# Sanskrit-Hindi: The consonants ङ and ञ



## Qureshpor

I know how the words are articulated when consonants ङ and ञ form part of the word. I find that I struggle when I attempt to pronounce them on their own. Any assistance in this matter will be much appreciated.


----------



## nineth

It took me a long time myself to understand how to correctly pronounce them standalone; it was in the nineth grade when I was able to finally formally deduce their pronunciation and figure it out. There are a few ways to explain it. The best I feel is as follows:

Step 1. Try to feel where you pronounce ta, tha, da, dha, na from; note that the tongue is exactly at the same position for 'na' as for ta, tha, da, dha; similarly, for pa, pha, ba, bha, ma.  Now this gives you an idea as to how to get to the right pronunciation for nga, nya, and ana.

Step 2. Now consider
ka, kha, ga, gha, ङ
cha, Cha, ja, Jha,  ञ
Ta, Tha, Da, Dha, ana
Now, for ङ,  try to pronounce like 'na' (nasal) but keeping your tongue at the same place and with the same position/shape as you would for 'ka', Kha, ga, Gha (i.e., velar plosives).
For ञ, now again try to pronounce just like 'na' (nasal) but force your tongue to be exactly in the same way as for "cha, Cha, ja, jha" (affricates); you'll get something that sounds like 'nya'
Similarly, one can deduce the pronunciation for 'aNa' or confirm that the above method works as expected.  

I hope this helps you accurately pronounce them standalone. If not, let me know and I can describe another way you can get to them.


----------



## Qureshpor

nineth said:


> It took me a long time myself to understand how to correctly pronounce them standalone; it was in the nineth grade when I was able to formally deduce its pronunciation and finally figure it out. There are a few ways to explain it. The best I feel is as follows:
> 
> 1. Try to feel where you pronounce ta, tha, da, dha, na from; note that the tongue is exactly at the same position for 'na' as for ta, tha, da, dha; similarly, for pa, pha, ba, bha, ma.  Now this gives you an idea as to how to get to the right pronunciation for nga, nya, and ana.

*Exercise description*. Transcribe the forum thread on pronouncing ङ and ञ from "Step 1. Try" to "works as expected.".

*Data excerpts*.
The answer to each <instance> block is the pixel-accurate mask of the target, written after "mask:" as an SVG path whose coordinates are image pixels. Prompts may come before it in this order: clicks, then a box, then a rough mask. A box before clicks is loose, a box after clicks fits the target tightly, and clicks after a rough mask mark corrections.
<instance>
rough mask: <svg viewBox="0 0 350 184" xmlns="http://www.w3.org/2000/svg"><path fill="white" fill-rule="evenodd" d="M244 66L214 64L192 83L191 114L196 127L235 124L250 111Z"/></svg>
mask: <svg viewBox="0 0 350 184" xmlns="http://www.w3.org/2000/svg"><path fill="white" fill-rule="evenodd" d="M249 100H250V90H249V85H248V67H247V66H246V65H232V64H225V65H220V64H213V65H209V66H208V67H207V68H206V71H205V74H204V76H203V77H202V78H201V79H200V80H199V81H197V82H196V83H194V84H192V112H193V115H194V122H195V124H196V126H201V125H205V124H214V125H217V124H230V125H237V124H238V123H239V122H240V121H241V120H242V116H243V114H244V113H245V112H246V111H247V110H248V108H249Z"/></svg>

--

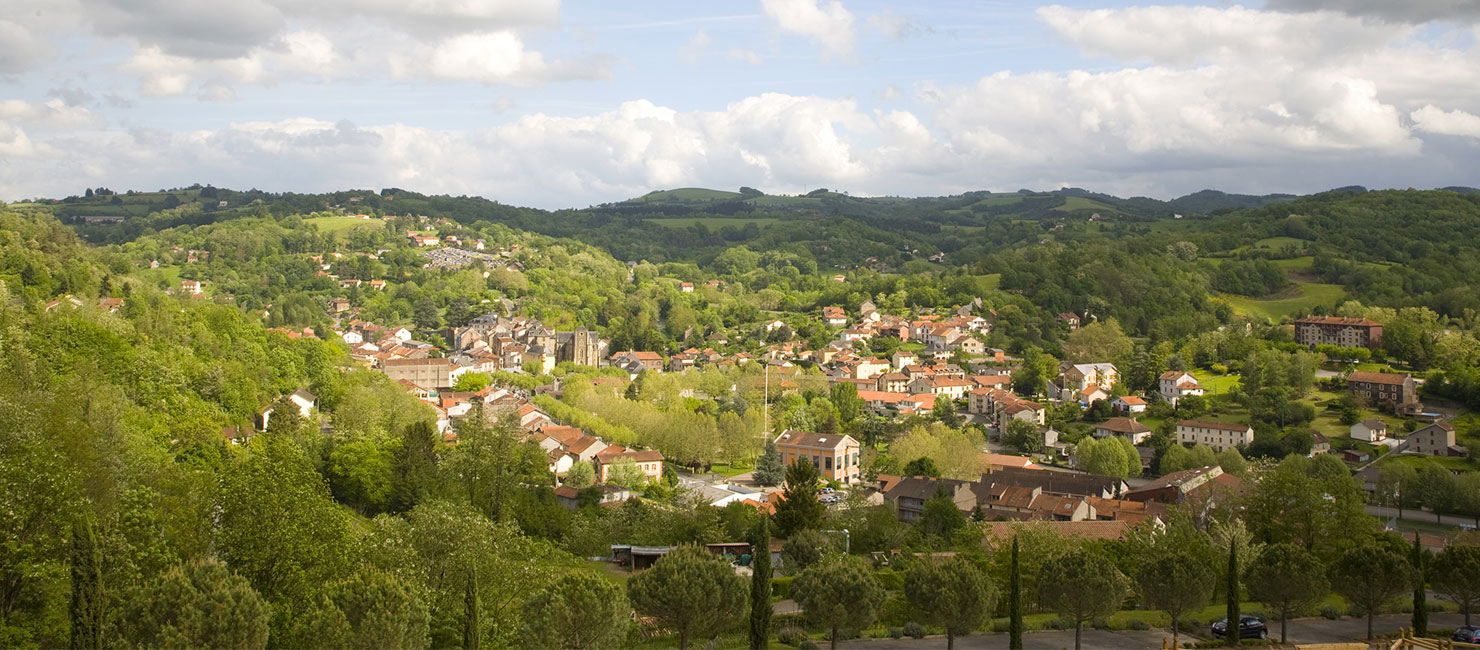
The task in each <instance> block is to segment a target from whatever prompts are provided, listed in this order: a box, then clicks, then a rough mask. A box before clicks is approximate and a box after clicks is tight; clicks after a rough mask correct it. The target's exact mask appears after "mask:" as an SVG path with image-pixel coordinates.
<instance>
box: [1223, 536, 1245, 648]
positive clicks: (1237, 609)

*Answer space*.
Step 1. Try to feel where you pronounce ta, tha, da, dha, na from; note that the tongue is exactly at the same position for 'na' as for ta, tha, da, dha; similarly, for pa, pha, ba, bha, ma.  Now this gives you an idea as to how to get to the right pronunciation for nga, nya, and ana.

Step 2. Now consider
ka, kha, ga, gha, ङ
cha, Cha, ja, Jha,  ञ
Ta, Tha, Da, Dha, ana
Now, for ङ,  try to pronounce like 'na' (nasal) but keeping your tongue at the same place and with the same position/shape as you would for 'ka', Kha, ga, Gha (i.e., velar plosives).
For ञ, now again try to pronounce just like 'na' (nasal) but force your tongue to be exactly in the same way as for "cha, Cha, ja, jha" (affricates); you'll get something that sounds like 'nya'
Similarly, one can deduce the pronunciation for 'aNa' or confirm that the above method works as expected.